● **GIVEN TASK**
Reproduce every entry below word for word, but leave the pictures out of your copy.
# Start of RECORDED INFORMATION
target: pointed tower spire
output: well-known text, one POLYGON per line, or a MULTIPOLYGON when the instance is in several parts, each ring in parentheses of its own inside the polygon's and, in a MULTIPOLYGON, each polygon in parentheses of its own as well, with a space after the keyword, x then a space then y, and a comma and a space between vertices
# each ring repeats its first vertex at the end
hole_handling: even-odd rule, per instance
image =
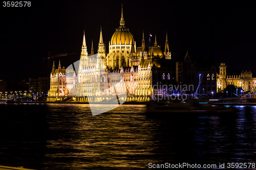
POLYGON ((84 35, 84 30, 83 30, 83 38, 82 40, 82 46, 86 47, 86 36, 84 35))
POLYGON ((101 27, 100 27, 100 35, 99 36, 99 42, 98 47, 98 53, 104 53, 104 43, 103 42, 102 32, 101 27))
POLYGON ((167 37, 167 31, 166 31, 166 38, 165 40, 165 46, 164 47, 164 55, 166 55, 167 53, 169 52, 169 43, 168 42, 168 39, 167 37))
POLYGON ((104 44, 103 44, 103 43, 102 32, 101 26, 100 26, 100 36, 99 36, 99 46, 103 46, 103 45, 104 45, 104 44), (101 45, 100 45, 100 44, 101 45))
POLYGON ((61 69, 61 65, 60 65, 60 60, 59 60, 59 72, 60 72, 61 69))
POLYGON ((155 44, 154 44, 155 46, 157 46, 157 34, 155 35, 155 44))
POLYGON ((54 60, 53 60, 53 65, 52 66, 52 74, 54 74, 55 72, 55 64, 54 64, 54 60))
POLYGON ((143 31, 143 33, 142 33, 142 45, 141 45, 141 51, 142 52, 143 52, 145 50, 146 50, 146 45, 145 45, 145 39, 144 38, 144 30, 143 31))
POLYGON ((84 34, 84 30, 83 30, 83 38, 82 39, 82 50, 81 52, 81 56, 87 56, 87 46, 86 46, 86 35, 84 34))
POLYGON ((133 38, 133 40, 132 41, 132 47, 131 48, 131 53, 133 54, 135 53, 135 48, 134 47, 134 38, 133 38))
POLYGON ((92 48, 91 49, 91 55, 94 54, 94 50, 93 49, 93 39, 92 39, 92 48))
POLYGON ((123 4, 122 4, 122 12, 121 13, 121 19, 120 20, 120 28, 124 27, 124 19, 123 19, 123 4))

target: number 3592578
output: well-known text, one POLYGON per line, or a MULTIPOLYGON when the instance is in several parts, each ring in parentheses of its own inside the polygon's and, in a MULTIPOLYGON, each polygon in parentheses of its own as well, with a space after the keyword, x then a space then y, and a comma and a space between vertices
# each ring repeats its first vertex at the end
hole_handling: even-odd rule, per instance
POLYGON ((3 6, 4 7, 30 7, 31 6, 31 2, 30 1, 4 1, 3 6))

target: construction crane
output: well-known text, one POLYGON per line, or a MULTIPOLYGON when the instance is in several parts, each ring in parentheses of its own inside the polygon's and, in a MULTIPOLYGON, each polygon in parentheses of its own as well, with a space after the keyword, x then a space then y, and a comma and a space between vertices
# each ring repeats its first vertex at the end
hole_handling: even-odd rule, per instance
POLYGON ((51 55, 51 52, 49 52, 48 56, 47 58, 45 58, 44 59, 47 59, 48 60, 48 71, 49 75, 51 74, 51 59, 52 58, 58 57, 63 57, 63 56, 68 56, 75 55, 75 53, 63 53, 63 54, 59 54, 54 55, 51 55))

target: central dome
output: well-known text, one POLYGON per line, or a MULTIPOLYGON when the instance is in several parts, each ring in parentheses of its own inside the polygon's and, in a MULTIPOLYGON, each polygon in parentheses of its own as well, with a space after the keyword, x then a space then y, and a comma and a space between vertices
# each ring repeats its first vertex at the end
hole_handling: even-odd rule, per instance
POLYGON ((133 42, 133 35, 128 29, 118 28, 114 33, 111 38, 111 45, 130 44, 133 42))

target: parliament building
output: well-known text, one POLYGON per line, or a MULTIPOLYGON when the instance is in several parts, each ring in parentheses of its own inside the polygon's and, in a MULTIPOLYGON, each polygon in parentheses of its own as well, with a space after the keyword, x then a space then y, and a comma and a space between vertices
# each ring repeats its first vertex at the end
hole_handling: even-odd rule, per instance
POLYGON ((111 101, 117 95, 120 101, 148 101, 153 95, 172 94, 175 89, 169 87, 175 84, 193 85, 194 88, 187 92, 195 92, 201 74, 204 77, 198 91, 216 91, 213 62, 197 62, 187 51, 180 59, 172 57, 167 32, 164 46, 158 44, 156 35, 154 44, 146 46, 142 30, 142 41, 138 45, 125 26, 122 7, 119 23, 109 41, 108 53, 101 29, 97 54, 92 42, 89 54, 84 33, 75 68, 70 71, 61 67, 60 62, 58 68, 53 64, 48 101, 111 101))
POLYGON ((160 80, 162 84, 173 82, 167 33, 163 52, 157 44, 156 35, 151 46, 145 45, 144 32, 142 36, 141 45, 137 47, 124 25, 122 7, 120 26, 109 41, 109 53, 101 29, 96 54, 92 43, 91 54, 88 54, 84 33, 79 68, 66 72, 60 62, 57 68, 53 64, 47 100, 110 101, 118 94, 124 101, 146 101, 154 93, 163 94, 167 89, 153 89, 152 85, 160 80), (126 95, 122 97, 122 94, 126 95))

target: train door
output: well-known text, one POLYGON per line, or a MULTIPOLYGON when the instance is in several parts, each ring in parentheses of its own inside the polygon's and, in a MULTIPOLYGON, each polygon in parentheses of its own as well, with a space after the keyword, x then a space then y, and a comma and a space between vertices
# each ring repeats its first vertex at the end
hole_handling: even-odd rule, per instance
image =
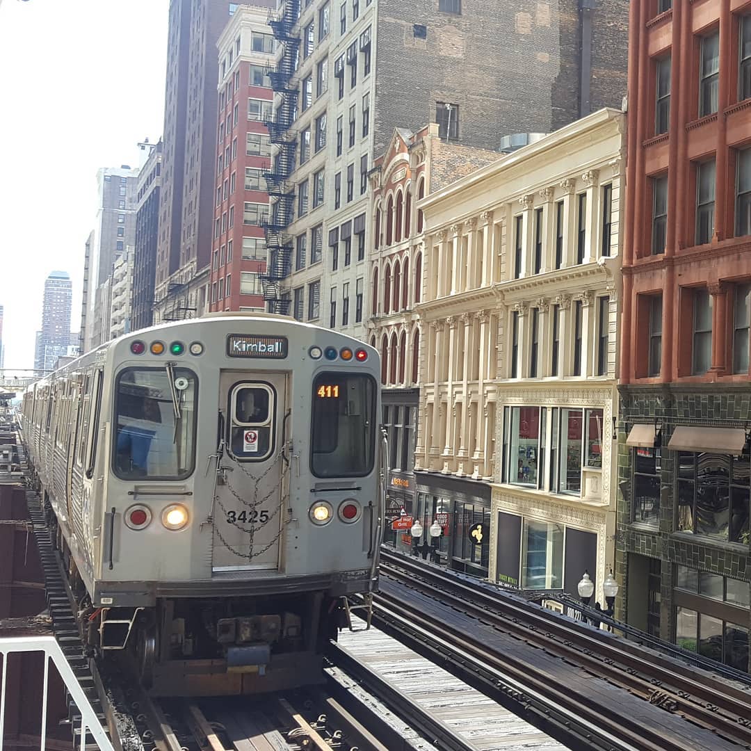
# End of RECORDED INFORMATION
● **RESULT**
target: pointed tower spire
output: well-known text, one POLYGON per line, or a MULTIPOLYGON when the instance is in several parts, each ring in parentheses of its own inside the polygon's and, in a MULTIPOLYGON, each polygon in parentheses of its own as well, with a space after the keyword, x then a space then y, and a comma and a space between vertices
# each ring repeats its first vertex at the end
hole_handling: even-odd rule, per instance
image =
POLYGON ((84 35, 84 30, 83 30, 83 38, 82 40, 82 46, 86 47, 86 36, 84 35))
POLYGON ((101 27, 100 27, 100 35, 99 36, 99 42, 98 47, 98 53, 104 53, 104 43, 103 42, 102 32, 101 27))
POLYGON ((167 37, 167 31, 166 31, 166 38, 165 40, 165 46, 164 47, 164 55, 166 55, 167 53, 169 52, 169 43, 168 42, 168 39, 167 37))
POLYGON ((104 44, 103 44, 103 43, 102 32, 101 26, 100 26, 100 36, 99 36, 99 46, 103 46, 103 45, 104 45, 104 44), (101 45, 100 45, 100 44, 101 45))
POLYGON ((61 69, 61 65, 60 65, 60 60, 59 60, 59 72, 60 72, 61 69))
POLYGON ((155 44, 154 44, 155 46, 157 46, 157 34, 155 35, 155 44))
POLYGON ((54 60, 53 60, 53 65, 52 66, 52 74, 54 74, 55 72, 55 64, 54 64, 54 60))
POLYGON ((143 31, 143 33, 142 33, 142 45, 141 45, 141 51, 142 52, 143 52, 145 50, 146 50, 146 45, 145 45, 145 39, 144 38, 144 30, 143 31))
POLYGON ((84 34, 84 30, 83 30, 83 38, 82 39, 82 50, 81 52, 81 56, 87 56, 87 46, 86 46, 86 35, 84 34))
POLYGON ((133 38, 133 40, 132 41, 132 47, 131 48, 131 53, 133 54, 135 53, 135 48, 134 47, 134 38, 133 38))
POLYGON ((92 48, 91 49, 91 55, 94 54, 94 50, 93 49, 93 39, 92 39, 92 48))
POLYGON ((123 4, 122 4, 122 12, 121 13, 121 19, 120 20, 120 28, 124 27, 124 19, 123 19, 123 4))

target: number 3592578
output: well-known text, one POLYGON per line, or a MULTIPOLYGON when the instance is in several parts, each ring in parentheses of its own inside the polygon's and, in a MULTIPOLYGON, each polygon in parentheses of its own as well, with a space after the keyword, x then a space then y, and a comma and a space between vertices
# each ring repeats its first vertex at the end
hole_handling: even-odd rule, per instance
POLYGON ((3 6, 4 7, 30 7, 31 6, 31 2, 30 1, 4 1, 3 6))

target: construction crane
output: well-known text, one POLYGON per line, or a MULTIPOLYGON when the instance is in several parts, each ring in parentheses of its own inside the polygon's and, in a MULTIPOLYGON, each polygon in parentheses of its own as well, with a space after the keyword, x then a space then y, and a comma and a space between vertices
# each ring repeats its first vertex at the end
hole_handling: even-odd rule, per instance
POLYGON ((51 55, 51 52, 49 52, 48 56, 47 58, 45 58, 44 59, 47 59, 48 60, 48 71, 49 75, 51 74, 51 59, 52 58, 58 57, 63 57, 63 56, 68 56, 75 55, 75 53, 63 53, 63 54, 59 54, 54 55, 51 55))

target: central dome
output: well-known text, one POLYGON per line, or a MULTIPOLYGON when the instance is in several parts, each ring in parentheses of its own inside the polygon's and, in a MULTIPOLYGON, each polygon in parentheses of its own as well, with a space after the keyword, x then a space then y, and a comma and a space between vertices
# each ring repeats its first vertex at the end
hole_handling: even-odd rule, per instance
POLYGON ((133 42, 133 35, 128 29, 118 28, 114 33, 111 38, 111 45, 130 44, 133 42))

target: parliament building
output: well-known text, one POLYGON per line, or a MULTIPOLYGON when the instance is in several parts, each ring in parentheses of its own inside the polygon's and, in a MULTIPOLYGON, each polygon in parentheses of its own as well, with a space after the keyword, x then a space then y, and a comma and a space between vertices
# each ring repeats its first vertex at the end
hole_handling: even-odd rule, per instance
POLYGON ((111 101, 117 95, 120 101, 148 101, 153 95, 172 94, 175 89, 169 87, 175 84, 193 85, 194 88, 187 92, 195 92, 201 74, 204 77, 198 91, 216 91, 213 62, 197 62, 187 51, 180 59, 172 57, 167 32, 164 46, 158 44, 156 35, 154 44, 146 46, 142 30, 142 41, 138 45, 125 26, 122 7, 119 23, 109 41, 108 53, 101 29, 97 54, 92 42, 89 54, 84 33, 75 68, 70 71, 61 67, 60 62, 58 68, 53 64, 48 101, 111 101))
POLYGON ((160 80, 162 84, 173 82, 167 33, 163 52, 157 44, 156 35, 151 46, 145 45, 144 32, 142 36, 141 45, 137 47, 124 25, 122 7, 120 26, 109 41, 109 53, 101 29, 96 54, 92 43, 91 54, 88 54, 84 33, 79 68, 66 72, 60 62, 57 68, 53 64, 47 100, 110 101, 118 94, 124 101, 146 101, 154 93, 163 94, 167 89, 153 89, 152 85, 160 80), (126 95, 122 97, 122 94, 126 95))

target: train door
output: well-known text, one POLYGON per line, or a MULTIPOLYGON when the instance is in several parts, each ring in parentheses of its own inside the polygon's and, in a MULTIPOLYGON, each polygon in parentheses of its own as well, with a space after the keyword, x then a space then y, and a comma and a space between vertices
# each ring repeats its first vertex at the end
hole_handling: even-odd rule, per instance
image =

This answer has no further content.